##### Показанный текст #####

Новости БеларусиTelegram | VK | RSS-лента
Информационный портал Беларуси "МойBY" - только самые свежие и самые актуальные беларусские новости

«Что же ты, сволочь усатая, Москву сдаешь?»

30.06.2019 общество
«Что же ты, сволочь усатая, Москву сдаешь?»

Что говорили о Сталине в первые месяцы войны.

22 июня. 78 лет с начала Великой Отечественной. Гробовая тишина, весь триумфальный официоз пришелся на 9 мая. По сравнению с советскими временами день начала войны не просто вспоминают реже – его избегают вспоминать.

Это дата, следы которой заметал Сталин, потому что это было его личное поражение. Его персональный шок, от которого он оправился не сразу и искал защиты у того самого народа, который сам последовательно уничтожал и к которому льстиво-униженно обратился: «Братья и сестры». «Друзья мои...» – повторяя слова Сталина, прошептал Синцов… Неужели же только такая трагедия, как война, могла вызвать к жизни эти слова и это чувство? Обидная и горькая мысль! Синцов сразу же отмахнулся от нее...» — рассуждал корреспондент военной газеты Иван Синцов в «Живых и мертвых» Константина Симонова. И ведь, наверное, так же размышлял в то время правоверный сталинист Симонов.

##### Строки данных #####

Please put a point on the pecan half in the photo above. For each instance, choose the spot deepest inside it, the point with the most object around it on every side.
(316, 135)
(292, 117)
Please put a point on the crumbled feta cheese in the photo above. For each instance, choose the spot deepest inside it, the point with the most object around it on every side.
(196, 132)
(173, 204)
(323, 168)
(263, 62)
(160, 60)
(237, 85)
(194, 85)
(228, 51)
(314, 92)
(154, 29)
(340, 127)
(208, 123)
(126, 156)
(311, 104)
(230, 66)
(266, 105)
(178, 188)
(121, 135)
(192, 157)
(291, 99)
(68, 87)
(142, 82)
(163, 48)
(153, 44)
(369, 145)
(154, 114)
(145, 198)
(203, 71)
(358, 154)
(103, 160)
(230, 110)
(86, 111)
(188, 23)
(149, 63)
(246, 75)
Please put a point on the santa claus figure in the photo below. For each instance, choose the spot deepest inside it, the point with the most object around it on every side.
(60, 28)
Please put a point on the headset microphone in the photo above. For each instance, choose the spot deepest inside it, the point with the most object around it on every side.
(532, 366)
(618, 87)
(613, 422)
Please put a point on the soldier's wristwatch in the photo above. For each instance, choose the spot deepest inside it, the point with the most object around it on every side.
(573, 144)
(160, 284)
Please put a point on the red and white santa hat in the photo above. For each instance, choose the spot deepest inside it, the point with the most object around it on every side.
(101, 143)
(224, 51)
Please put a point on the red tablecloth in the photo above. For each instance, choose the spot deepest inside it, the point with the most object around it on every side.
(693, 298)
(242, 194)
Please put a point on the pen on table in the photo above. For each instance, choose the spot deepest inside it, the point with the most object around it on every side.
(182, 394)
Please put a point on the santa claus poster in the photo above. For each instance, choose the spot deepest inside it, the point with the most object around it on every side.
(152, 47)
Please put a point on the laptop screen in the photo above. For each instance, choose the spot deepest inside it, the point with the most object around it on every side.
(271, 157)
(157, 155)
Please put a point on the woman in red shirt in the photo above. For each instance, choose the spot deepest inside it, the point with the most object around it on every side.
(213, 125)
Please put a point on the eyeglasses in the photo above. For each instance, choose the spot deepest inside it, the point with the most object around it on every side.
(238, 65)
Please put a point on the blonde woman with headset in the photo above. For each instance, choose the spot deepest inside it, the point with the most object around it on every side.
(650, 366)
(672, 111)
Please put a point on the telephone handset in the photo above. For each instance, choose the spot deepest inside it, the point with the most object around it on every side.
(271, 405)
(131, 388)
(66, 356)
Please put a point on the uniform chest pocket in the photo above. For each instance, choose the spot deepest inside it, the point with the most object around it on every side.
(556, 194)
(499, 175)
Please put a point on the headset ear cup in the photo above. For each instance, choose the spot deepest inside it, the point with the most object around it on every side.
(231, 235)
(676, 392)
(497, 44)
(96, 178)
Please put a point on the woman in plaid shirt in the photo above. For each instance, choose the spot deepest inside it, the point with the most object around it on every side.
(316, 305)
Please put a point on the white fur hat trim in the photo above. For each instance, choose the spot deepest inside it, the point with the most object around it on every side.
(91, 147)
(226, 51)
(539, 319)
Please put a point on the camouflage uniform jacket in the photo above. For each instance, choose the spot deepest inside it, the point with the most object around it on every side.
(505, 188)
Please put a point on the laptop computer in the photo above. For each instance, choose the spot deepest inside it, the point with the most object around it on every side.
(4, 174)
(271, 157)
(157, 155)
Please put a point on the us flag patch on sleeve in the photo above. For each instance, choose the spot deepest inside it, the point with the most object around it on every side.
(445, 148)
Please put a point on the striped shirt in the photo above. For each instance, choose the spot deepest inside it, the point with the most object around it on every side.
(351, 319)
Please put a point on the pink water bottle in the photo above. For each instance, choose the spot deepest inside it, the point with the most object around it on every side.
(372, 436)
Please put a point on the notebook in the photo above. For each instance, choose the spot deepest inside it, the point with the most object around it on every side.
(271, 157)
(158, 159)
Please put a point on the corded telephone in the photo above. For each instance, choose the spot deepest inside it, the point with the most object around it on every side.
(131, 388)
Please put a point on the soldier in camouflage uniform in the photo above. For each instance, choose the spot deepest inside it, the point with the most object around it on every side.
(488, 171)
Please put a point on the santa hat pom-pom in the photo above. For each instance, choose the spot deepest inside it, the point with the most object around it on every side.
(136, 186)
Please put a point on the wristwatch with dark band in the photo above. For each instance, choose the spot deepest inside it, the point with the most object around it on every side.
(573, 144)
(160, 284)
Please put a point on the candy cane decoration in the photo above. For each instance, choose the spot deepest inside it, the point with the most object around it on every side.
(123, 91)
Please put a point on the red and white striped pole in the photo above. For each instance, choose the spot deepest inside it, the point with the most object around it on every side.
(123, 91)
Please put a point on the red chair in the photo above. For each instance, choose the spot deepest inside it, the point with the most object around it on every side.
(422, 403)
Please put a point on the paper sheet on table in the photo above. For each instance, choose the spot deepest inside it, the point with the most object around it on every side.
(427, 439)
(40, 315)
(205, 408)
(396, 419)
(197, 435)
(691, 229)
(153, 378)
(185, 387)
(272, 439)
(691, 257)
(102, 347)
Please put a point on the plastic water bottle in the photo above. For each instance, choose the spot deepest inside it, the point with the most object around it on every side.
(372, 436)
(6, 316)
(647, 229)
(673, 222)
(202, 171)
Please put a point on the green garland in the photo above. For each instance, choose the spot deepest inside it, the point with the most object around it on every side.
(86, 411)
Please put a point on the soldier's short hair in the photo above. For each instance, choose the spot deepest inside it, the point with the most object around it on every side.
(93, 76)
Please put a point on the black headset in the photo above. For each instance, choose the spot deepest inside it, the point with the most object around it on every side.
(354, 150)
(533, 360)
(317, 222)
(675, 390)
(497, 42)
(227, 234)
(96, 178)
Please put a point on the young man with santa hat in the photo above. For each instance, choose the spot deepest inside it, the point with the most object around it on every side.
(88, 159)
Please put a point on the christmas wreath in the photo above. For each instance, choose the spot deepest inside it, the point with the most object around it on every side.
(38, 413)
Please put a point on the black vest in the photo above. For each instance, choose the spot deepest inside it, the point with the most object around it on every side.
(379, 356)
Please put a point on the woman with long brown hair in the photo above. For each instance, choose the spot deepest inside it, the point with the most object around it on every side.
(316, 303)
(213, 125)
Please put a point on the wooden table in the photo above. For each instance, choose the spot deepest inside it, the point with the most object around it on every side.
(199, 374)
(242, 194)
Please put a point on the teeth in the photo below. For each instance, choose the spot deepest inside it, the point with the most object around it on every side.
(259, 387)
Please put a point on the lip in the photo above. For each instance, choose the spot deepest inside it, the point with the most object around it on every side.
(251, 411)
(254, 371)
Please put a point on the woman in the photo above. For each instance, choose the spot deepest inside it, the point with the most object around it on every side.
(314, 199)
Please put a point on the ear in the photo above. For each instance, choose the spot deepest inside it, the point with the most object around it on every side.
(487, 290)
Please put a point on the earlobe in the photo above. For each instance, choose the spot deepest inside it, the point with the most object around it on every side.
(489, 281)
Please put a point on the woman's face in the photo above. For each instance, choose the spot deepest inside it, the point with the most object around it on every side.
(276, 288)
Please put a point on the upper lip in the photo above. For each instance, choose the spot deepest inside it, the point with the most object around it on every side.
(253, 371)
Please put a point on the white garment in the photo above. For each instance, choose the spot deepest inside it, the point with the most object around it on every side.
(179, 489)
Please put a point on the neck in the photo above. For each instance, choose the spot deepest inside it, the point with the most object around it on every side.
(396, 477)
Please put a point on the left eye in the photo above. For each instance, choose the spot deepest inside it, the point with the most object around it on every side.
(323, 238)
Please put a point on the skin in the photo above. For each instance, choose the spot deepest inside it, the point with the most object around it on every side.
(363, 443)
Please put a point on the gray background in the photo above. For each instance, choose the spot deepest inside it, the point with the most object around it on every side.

#####

Что нужно сделать - Как в тексте зовут корреспондента военной газеты из романа «Живые и мертвые»? Данные никак не связаны с текстом.

Правильный ответ - Иван Синцов.